Exercise objective:
In the copy, include every entry exactly but none of the pictures.

(Photo-based referring expression data)
■ ■ ■

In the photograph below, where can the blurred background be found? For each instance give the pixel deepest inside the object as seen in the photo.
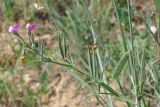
(27, 82)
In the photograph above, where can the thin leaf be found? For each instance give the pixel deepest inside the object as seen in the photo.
(120, 65)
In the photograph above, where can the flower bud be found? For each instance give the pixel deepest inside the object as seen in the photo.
(14, 28)
(153, 29)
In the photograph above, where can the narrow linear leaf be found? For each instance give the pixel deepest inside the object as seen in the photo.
(120, 65)
(108, 88)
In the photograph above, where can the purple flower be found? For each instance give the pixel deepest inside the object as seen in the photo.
(30, 26)
(14, 28)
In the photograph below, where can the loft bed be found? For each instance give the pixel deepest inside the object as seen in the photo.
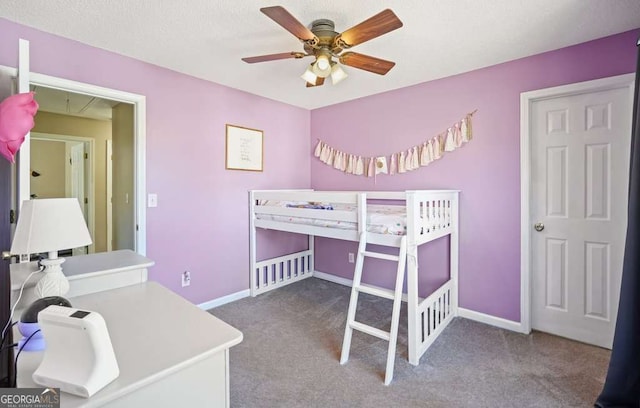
(424, 216)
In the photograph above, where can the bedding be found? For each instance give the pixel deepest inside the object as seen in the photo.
(381, 219)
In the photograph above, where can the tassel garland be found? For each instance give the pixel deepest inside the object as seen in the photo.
(411, 159)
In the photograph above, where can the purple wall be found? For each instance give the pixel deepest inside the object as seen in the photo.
(201, 222)
(487, 170)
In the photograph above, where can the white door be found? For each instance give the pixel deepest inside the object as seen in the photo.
(75, 182)
(109, 205)
(580, 170)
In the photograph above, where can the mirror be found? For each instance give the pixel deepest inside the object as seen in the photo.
(83, 146)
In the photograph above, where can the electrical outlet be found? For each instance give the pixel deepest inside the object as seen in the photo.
(186, 278)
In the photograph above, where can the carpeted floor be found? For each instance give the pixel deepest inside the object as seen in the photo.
(293, 336)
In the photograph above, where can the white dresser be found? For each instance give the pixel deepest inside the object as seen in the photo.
(170, 352)
(86, 273)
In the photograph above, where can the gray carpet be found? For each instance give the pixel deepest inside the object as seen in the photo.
(293, 336)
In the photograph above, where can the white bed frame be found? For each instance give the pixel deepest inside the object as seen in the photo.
(431, 214)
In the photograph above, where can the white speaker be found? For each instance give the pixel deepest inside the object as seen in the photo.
(78, 357)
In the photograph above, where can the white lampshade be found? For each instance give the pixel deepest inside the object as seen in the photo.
(337, 74)
(309, 76)
(50, 225)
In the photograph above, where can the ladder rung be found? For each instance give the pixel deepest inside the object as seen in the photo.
(385, 293)
(381, 256)
(370, 330)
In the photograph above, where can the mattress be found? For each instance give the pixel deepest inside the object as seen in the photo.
(381, 219)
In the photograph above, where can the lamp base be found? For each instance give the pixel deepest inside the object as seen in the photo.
(53, 283)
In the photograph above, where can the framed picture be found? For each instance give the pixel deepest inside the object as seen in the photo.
(243, 149)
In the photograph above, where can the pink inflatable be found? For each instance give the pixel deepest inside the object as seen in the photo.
(16, 120)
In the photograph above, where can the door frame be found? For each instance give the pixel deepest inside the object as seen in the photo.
(526, 101)
(91, 193)
(140, 132)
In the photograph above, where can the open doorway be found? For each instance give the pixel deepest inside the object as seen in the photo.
(78, 144)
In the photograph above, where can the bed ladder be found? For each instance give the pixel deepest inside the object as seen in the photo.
(396, 295)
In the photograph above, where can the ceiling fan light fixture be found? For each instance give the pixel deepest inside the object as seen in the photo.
(337, 74)
(322, 66)
(309, 76)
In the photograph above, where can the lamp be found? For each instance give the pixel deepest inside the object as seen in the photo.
(337, 73)
(50, 225)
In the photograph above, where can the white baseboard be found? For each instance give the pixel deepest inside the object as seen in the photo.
(348, 282)
(224, 299)
(491, 320)
(333, 278)
(462, 312)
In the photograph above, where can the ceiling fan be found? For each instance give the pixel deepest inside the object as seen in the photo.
(325, 44)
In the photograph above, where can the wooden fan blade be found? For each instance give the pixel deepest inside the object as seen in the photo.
(289, 22)
(273, 57)
(366, 62)
(373, 27)
(319, 81)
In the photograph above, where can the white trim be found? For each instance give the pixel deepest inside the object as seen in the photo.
(140, 128)
(491, 320)
(24, 154)
(225, 299)
(526, 100)
(109, 194)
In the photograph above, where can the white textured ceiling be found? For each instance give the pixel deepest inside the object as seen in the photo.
(208, 38)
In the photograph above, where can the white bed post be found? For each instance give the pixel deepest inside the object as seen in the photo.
(252, 243)
(413, 315)
(454, 251)
(312, 257)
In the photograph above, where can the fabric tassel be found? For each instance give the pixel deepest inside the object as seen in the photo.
(370, 167)
(423, 154)
(429, 154)
(457, 134)
(349, 168)
(324, 153)
(449, 143)
(408, 165)
(437, 151)
(463, 130)
(359, 167)
(381, 165)
(337, 161)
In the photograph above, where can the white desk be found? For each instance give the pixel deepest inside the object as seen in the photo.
(86, 273)
(170, 353)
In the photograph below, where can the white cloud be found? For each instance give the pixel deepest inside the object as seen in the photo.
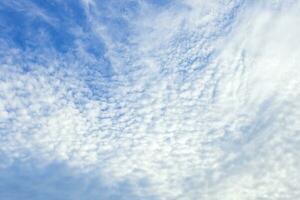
(193, 112)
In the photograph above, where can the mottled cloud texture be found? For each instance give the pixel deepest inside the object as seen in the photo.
(154, 99)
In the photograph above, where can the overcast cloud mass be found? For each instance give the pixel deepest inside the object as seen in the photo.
(149, 100)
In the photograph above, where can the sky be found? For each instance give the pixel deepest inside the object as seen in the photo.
(149, 100)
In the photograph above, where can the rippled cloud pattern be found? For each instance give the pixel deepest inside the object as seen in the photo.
(149, 100)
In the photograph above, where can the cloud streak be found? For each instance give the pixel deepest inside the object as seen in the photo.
(183, 100)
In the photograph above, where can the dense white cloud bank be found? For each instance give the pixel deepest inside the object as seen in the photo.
(203, 101)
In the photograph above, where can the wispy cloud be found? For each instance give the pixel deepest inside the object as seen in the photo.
(182, 100)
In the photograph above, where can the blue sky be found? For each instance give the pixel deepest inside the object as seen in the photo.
(149, 99)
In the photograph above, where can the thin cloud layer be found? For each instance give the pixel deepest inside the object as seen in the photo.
(174, 100)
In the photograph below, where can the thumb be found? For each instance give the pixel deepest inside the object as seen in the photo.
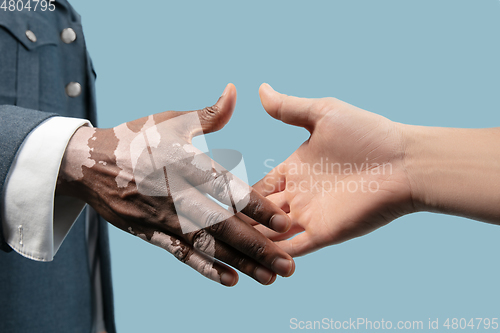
(289, 109)
(213, 118)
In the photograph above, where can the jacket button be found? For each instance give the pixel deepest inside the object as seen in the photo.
(68, 35)
(73, 89)
(31, 35)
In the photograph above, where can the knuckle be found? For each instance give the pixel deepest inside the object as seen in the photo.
(220, 187)
(182, 253)
(217, 228)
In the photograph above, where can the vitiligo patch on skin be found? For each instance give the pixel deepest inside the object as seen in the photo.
(198, 261)
(163, 164)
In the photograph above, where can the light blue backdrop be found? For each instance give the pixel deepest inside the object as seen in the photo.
(419, 62)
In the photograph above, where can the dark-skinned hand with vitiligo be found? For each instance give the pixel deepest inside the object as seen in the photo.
(146, 178)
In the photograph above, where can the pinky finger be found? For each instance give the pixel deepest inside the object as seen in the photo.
(197, 260)
(300, 245)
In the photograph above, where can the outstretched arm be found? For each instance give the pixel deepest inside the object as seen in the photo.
(359, 171)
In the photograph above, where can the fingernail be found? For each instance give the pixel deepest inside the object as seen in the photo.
(225, 91)
(280, 223)
(227, 279)
(263, 275)
(282, 266)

■ ■ ■

Problem solution:
In the photograph below, where can the blurred background be found? For each instance give the pixel deepest inside the object as seen in the photo.
(27, 82)
In the photograph above, where can the thin leaf be found? For each instance give the pixel deepest inside the object as seen in the photo.
(120, 65)
In the photograph above, where can the flower bud be found? For each instance give the pixel deepest inside the object as seen in the photo.
(14, 28)
(153, 29)
In the photograph above, where can the narrow linear leaf be found? For each instance give the pixel deepest inside the object as seen in the photo.
(120, 65)
(108, 88)
In the photograph above, where can the purple flower be found? For each instance give the pixel deepest inside the object as seen in the photo.
(30, 26)
(14, 28)
In the photograph below, where can the loft bed be found? For each instance give the pixel deepest inside the object as seen in the photo.
(424, 216)
In the photograph above, where can the bedding be found? For each instance give the pixel deepest inside the object as seen in the photo.
(381, 219)
In the photograph above, where can the tassel garland be found? For each instance give the pixel deepest inside the object as seen in the photo.
(411, 159)
In the photograph above, where can the purple wall be found? For each instance give the pixel deepest inside the object as seen in the photo.
(201, 222)
(487, 170)
In the photograph above, where can the white door be found? For each instance give the pixel deepest inside the object as seen in the photo.
(75, 182)
(109, 205)
(580, 170)
In the photograph above, where can the mirror be found? For each instance give the pixel deepest inside the object as seen in the photo.
(83, 146)
In the photograph above, where can the electrical outlet be found? For each instance give the pixel deepest inside the object as seen in the photo.
(186, 278)
In the photograph above, where can the carpeted floor be found? For each instance give the pixel deepest inside the object as seen in the photo.
(293, 336)
In the photograph above, where can the white dresser be found? For each instance give the pixel deepest inside the object as seen in the photo.
(170, 352)
(86, 273)
In the photograph above, where can the gray carpet be found? For each instance give the pixel deepest inside the object as seen in the photo.
(293, 336)
In the photograph above, where can the white bed frame be found? For each instance give the pixel deepest inside the object as seen in the photo.
(431, 214)
In the photograph above, where can the white speaker be found? For each instance give the pixel deepest inside the object as seen in the photo.
(78, 357)
In the photograph above, where can the white lampshade be found? For each instance give the pixel deepest inside the object as seen in the photo.
(337, 74)
(309, 76)
(50, 225)
In the photograph above, where can the ladder rung be found? For each instance give the pixel deepest inside the object as seen in the photo.
(385, 293)
(381, 256)
(370, 330)
In the photograph above, where can the mattress be found? For each instance give the pixel deepest inside the object as seen in the photo.
(381, 219)
In the photograph above, where can the lamp base be found? For each instance give the pixel deepest inside the object as seen in the photo.
(53, 283)
In the photograph above, where can the framed picture be found? For each instance give the pixel deepest inside the object as seen in the photo.
(243, 149)
In the photograph above, where can the pink inflatable be found? For each instance give the pixel deepest inside the object as seen in the photo.
(16, 120)
In the photograph above, where can the door frame be found? For each instance give the pixel deepest inside the object as seen in the photo.
(526, 101)
(91, 193)
(140, 132)
In the photograph above, where can the open doorway be found? For each instance give the pixel deepest inside the object as seen in the photo.
(78, 144)
In the photograph above, where can the bed ladder be found? For each instance give the pixel deepest inside the object as seen in the photo.
(396, 295)
In the photograph above, where can the ceiling fan light fixture be found? For each instance give the pixel deepest inside the object as seen in the photo.
(337, 74)
(322, 66)
(309, 76)
In the photograph above, where can the lamp be found? For each instance give the pixel deepest inside the object as seen in the photo.
(337, 73)
(50, 225)
In the photograph above, where can the white baseboard be found? For each instance give the pixel deepest inside the object as seen in the photo.
(348, 282)
(224, 299)
(491, 320)
(333, 278)
(462, 312)
In the photograph above, where can the ceiling fan be found? For each instance give the pixel deepest inside the object as seen in the photo.
(325, 44)
In the photograph above, where can the wooden fan blade be found? For each instance give the pixel deepest inside the object as seen in the photo.
(289, 22)
(273, 57)
(366, 62)
(373, 27)
(319, 81)
In the photograph above, where can the white trim be found? For each instance give the pixel deepest inside the object as seen in the photo.
(140, 128)
(491, 320)
(24, 154)
(225, 299)
(526, 100)
(109, 194)
In the photograph above, where can the white textured ceiling be found? For each instance give the pixel deepest inside the object as seen in the photo.
(208, 38)
In the photograph above, where can the white bed post be found? For each instance give the pixel deepest inside the object as seen in the photo.
(252, 243)
(413, 315)
(454, 251)
(312, 257)
In the photograph above, where can the fabric tassel be found? For each instance give the pixel deepest inside the object as seen in the photo.
(370, 167)
(423, 154)
(429, 154)
(457, 134)
(349, 168)
(324, 153)
(449, 143)
(408, 165)
(437, 151)
(463, 130)
(359, 167)
(381, 165)
(337, 161)
In the photograph above, where can the white desk be found? For each instance give the pixel deepest inside the object as seen in the photo.
(86, 273)
(170, 353)
In the photograph below, where can the white cloud be found? For each instance give the pixel deepest inside the object as seen in the photo.
(193, 112)
In the photograph above, where can the mottled cloud texture be found? For each instance give the pixel deepest inside the object as seen in the photo.
(154, 99)
In the photograph above, where can the overcast cloud mass be found? For each instance give the pixel deepest inside the object as seen in the photo.
(149, 100)
In the photograph above, where can the sky be found? For each instance give the pixel deepest inside the object as seen in the photo.
(149, 100)
In the photograph above, where can the rippled cloud pattern be found? For each instance give the pixel deepest inside the object as seen in the photo.
(149, 100)
In the photograph above, where can the cloud streak be found? For each instance give the pixel deepest inside the object as seen in the photo.
(183, 100)
In the photograph above, where can the dense white cloud bank be found? For each instance give the pixel deepest inside the object as seen in the photo.
(203, 101)
In the photograph above, where can the wispy cloud be found? For each instance give the pixel deepest inside the object as seen in the photo.
(182, 100)
In the photograph above, where can the blue sky be found? For each instance give the pixel deepest inside the object as seen in the photo.
(149, 99)
In the photograph above, where can the thin cloud layer be found? For each instance give the pixel deepest inside the object as seen in the photo.
(174, 100)
In the photograph below, where can the thumb be found? For each instance give the pixel deepest inside the object as seen in the photo.
(289, 109)
(213, 118)
In the photograph above, where can the jacket button be found? For each instance give the pixel deepest inside the object as seen in the photo.
(68, 35)
(73, 89)
(31, 35)
In the photograph above, where can the knuckle be found? For each instance give the pixel deepest inside the object as seen in the photo.
(220, 187)
(182, 253)
(217, 228)
In the photograph above, where can the vitiligo patch on skin be found? For each instance give the pixel deepest inside the object as seen in the photo.
(198, 261)
(163, 164)
In the photograph above, where can the light blue backdrop be found? For each instance give the pixel deepest inside the object as seen in the photo.
(419, 62)
In the photograph above, where can the dark-skinned hand with vitiligo be found? For each instance give the pixel deepest inside the object as seen in the photo.
(146, 178)
In the photograph above, where can the pinky finger be found? For each instance give the pixel deepest inside the object as seen in the photo.
(197, 260)
(300, 245)
In the photograph above, where can the outstretched arm be found? For each instance give the pixel deepest inside the object as seen in the photo.
(359, 171)
In the photograph above, where can the fingernail be found? For each instance give the pixel deepest inside the object as seen in the photo.
(225, 91)
(280, 223)
(227, 279)
(263, 275)
(282, 266)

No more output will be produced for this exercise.